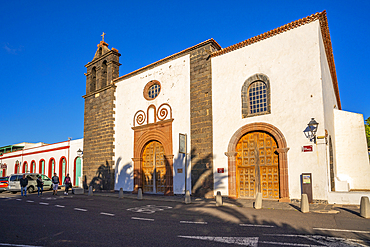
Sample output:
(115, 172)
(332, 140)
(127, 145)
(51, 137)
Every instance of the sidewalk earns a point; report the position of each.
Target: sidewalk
(247, 203)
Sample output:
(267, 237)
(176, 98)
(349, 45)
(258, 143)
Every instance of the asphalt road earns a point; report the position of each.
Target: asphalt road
(80, 220)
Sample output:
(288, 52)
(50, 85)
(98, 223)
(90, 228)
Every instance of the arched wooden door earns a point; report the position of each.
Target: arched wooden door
(257, 166)
(154, 168)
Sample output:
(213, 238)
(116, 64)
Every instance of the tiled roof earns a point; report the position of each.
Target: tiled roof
(326, 38)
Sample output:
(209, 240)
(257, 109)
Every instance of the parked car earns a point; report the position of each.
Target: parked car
(4, 181)
(15, 186)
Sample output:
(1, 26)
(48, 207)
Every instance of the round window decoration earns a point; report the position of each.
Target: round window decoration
(152, 90)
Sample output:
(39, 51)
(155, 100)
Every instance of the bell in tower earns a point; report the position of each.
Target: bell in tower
(99, 118)
(103, 69)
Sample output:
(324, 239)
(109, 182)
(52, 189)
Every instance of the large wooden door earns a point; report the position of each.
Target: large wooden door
(154, 168)
(257, 166)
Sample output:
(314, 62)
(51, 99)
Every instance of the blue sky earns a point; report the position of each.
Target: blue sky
(44, 46)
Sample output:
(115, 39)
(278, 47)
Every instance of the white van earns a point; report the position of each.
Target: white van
(15, 186)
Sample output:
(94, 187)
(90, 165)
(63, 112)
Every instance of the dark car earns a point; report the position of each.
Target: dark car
(4, 182)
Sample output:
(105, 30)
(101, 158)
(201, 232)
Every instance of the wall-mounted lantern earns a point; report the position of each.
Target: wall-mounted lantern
(312, 129)
(80, 153)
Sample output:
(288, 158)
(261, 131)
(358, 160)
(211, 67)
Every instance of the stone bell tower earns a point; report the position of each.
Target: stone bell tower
(98, 150)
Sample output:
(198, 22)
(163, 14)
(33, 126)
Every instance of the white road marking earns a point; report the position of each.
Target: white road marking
(148, 209)
(135, 218)
(323, 240)
(340, 230)
(247, 241)
(193, 222)
(289, 244)
(18, 245)
(107, 214)
(318, 240)
(255, 225)
(80, 209)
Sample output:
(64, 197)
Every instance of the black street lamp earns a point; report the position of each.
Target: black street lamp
(312, 127)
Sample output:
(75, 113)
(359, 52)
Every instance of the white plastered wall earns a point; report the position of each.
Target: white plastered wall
(330, 103)
(174, 77)
(46, 152)
(351, 150)
(291, 60)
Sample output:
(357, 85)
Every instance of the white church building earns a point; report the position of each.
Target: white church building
(261, 116)
(61, 158)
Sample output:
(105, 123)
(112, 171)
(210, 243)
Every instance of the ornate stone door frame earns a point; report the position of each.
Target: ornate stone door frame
(282, 150)
(161, 131)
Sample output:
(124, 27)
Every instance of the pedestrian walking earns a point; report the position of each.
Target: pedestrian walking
(40, 186)
(24, 182)
(67, 184)
(55, 180)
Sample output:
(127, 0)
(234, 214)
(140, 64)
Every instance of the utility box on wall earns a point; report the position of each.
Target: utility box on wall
(306, 185)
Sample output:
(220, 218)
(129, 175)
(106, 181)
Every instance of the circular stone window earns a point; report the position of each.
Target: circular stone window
(152, 89)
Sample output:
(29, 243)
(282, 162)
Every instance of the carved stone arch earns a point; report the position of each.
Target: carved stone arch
(149, 117)
(282, 151)
(153, 135)
(104, 74)
(259, 77)
(161, 132)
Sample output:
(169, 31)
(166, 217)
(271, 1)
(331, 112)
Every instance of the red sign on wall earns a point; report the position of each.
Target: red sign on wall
(308, 148)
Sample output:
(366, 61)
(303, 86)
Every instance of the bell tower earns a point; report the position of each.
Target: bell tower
(99, 112)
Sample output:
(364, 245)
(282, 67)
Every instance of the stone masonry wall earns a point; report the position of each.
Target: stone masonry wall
(201, 121)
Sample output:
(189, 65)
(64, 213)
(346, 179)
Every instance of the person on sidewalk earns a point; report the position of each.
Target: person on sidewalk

════════

_Task to carry out_:
Exact duplication of all the records is required; pictures are omitted from the copy.

_Output of the exercise_:
Sample output:
(115, 172)
(332, 140)
(127, 145)
(51, 137)
Every instance of the sidewalk earns a point; report the position of each.
Target: sidewalk
(247, 203)
Sample output:
(267, 237)
(176, 98)
(349, 45)
(258, 143)
Every instance of the asphalt road earns a point; report the position of each.
Target: asphalt road
(80, 220)
Sample output:
(288, 52)
(50, 85)
(98, 223)
(90, 228)
Every instance of the arched wooden door earns a point; report the position of each.
Target: arched wooden door
(257, 166)
(154, 168)
Sample output:
(213, 238)
(116, 64)
Every instance of the tiled roof earns a point; report the position of each.
Target: tiled roof
(326, 38)
Sample output:
(209, 240)
(257, 109)
Every instance of the parked car earns a point; report the position of each.
Target: parked car
(4, 181)
(15, 186)
Sample output:
(1, 26)
(48, 207)
Every instance of the round window decoration earns a point; report the position of each.
Target: round window decoration
(152, 90)
Sample output:
(39, 51)
(155, 100)
Every instance of the bell in tower earns a point; report the position of each.
Target: bell in tower
(99, 118)
(103, 69)
Sample output:
(324, 239)
(109, 182)
(52, 189)
Every instance of the large wooden door earns a point; report the position of each.
Target: large wooden door
(154, 168)
(257, 166)
Sample output:
(314, 62)
(51, 99)
Every instance of the blue sky earns a point; report the position of each.
Target: blue sky
(44, 46)
Sample output:
(115, 39)
(278, 47)
Every instance of the white van earns a point; report the position of each.
Target: white van
(15, 186)
Sample output:
(94, 187)
(90, 165)
(63, 112)
Every instance of the dark car earns a point; report the position of each.
Target: dark car
(4, 182)
Sample output:
(105, 30)
(101, 158)
(201, 232)
Every instance of the wall-mounted lantern earns a point; report the position of each.
Target: wall-mounted lantern
(312, 129)
(80, 153)
Sample output:
(288, 158)
(261, 131)
(358, 160)
(211, 67)
Every instance of the stone bell tower earns a point; report the position of each.
Target: stone bell tower
(98, 150)
Sample output:
(198, 22)
(163, 14)
(33, 126)
Every instance of the white road marking earns a point; report the position of each.
Target: white road marking
(148, 209)
(135, 218)
(323, 240)
(340, 230)
(247, 241)
(193, 222)
(289, 244)
(18, 245)
(107, 214)
(318, 240)
(255, 225)
(80, 209)
Sample output:
(64, 197)
Every instance of the black street lamp earns a point; report the position of each.
Target: black street lamp
(312, 127)
Sample output:
(75, 113)
(359, 52)
Every instance of the white plastered wall earns a point; report the position of each.
Target: white plastered wall
(330, 103)
(174, 77)
(46, 152)
(351, 150)
(291, 60)
Sample output:
(357, 85)
Every instance of the white church building earns a point; report the position of each.
Target: white church building
(261, 116)
(61, 158)
Sample output:
(105, 123)
(112, 171)
(210, 243)
Every instance of the ornate stone door frame earns a point; report the position of each.
Target: ornate stone door frame
(282, 150)
(161, 131)
Sample output:
(124, 27)
Every instance of the pedestrian walking earns a point; report the position of each.
Target: pedestrian walking
(40, 186)
(24, 182)
(67, 184)
(55, 180)
Sample output:
(127, 0)
(234, 214)
(140, 64)
Every instance of the utility box on wall earns a point; report the position of each.
Target: utility box on wall
(306, 185)
Sample output:
(220, 218)
(129, 175)
(106, 181)
Every instance of the circular stone window earns a point; report the position of each.
Target: circular stone window
(152, 89)
Sample output:
(29, 243)
(282, 162)
Every instance of the carved stone arch earns a point; report the position of each.
Target: carved stone arch
(149, 117)
(282, 151)
(153, 135)
(104, 74)
(259, 77)
(161, 132)
Sample output:
(169, 31)
(166, 217)
(271, 1)
(331, 112)
Every instance of the red sign on wall earns a point; report the position of each.
Target: red sign on wall
(308, 148)
Sample output:
(366, 61)
(303, 86)
Every instance of the bell tower earns a point; report the position of each.
Target: bell tower
(99, 112)
Sample output:
(364, 245)
(282, 67)
Every instance of the stone masonry wall earns a point; report the position of each.
Target: stone masonry wall
(201, 121)
Sample output:
(189, 65)
(64, 213)
(346, 179)
Every instance of the person on sidewalk earns a point; report the position of each.
Target: person on sidewalk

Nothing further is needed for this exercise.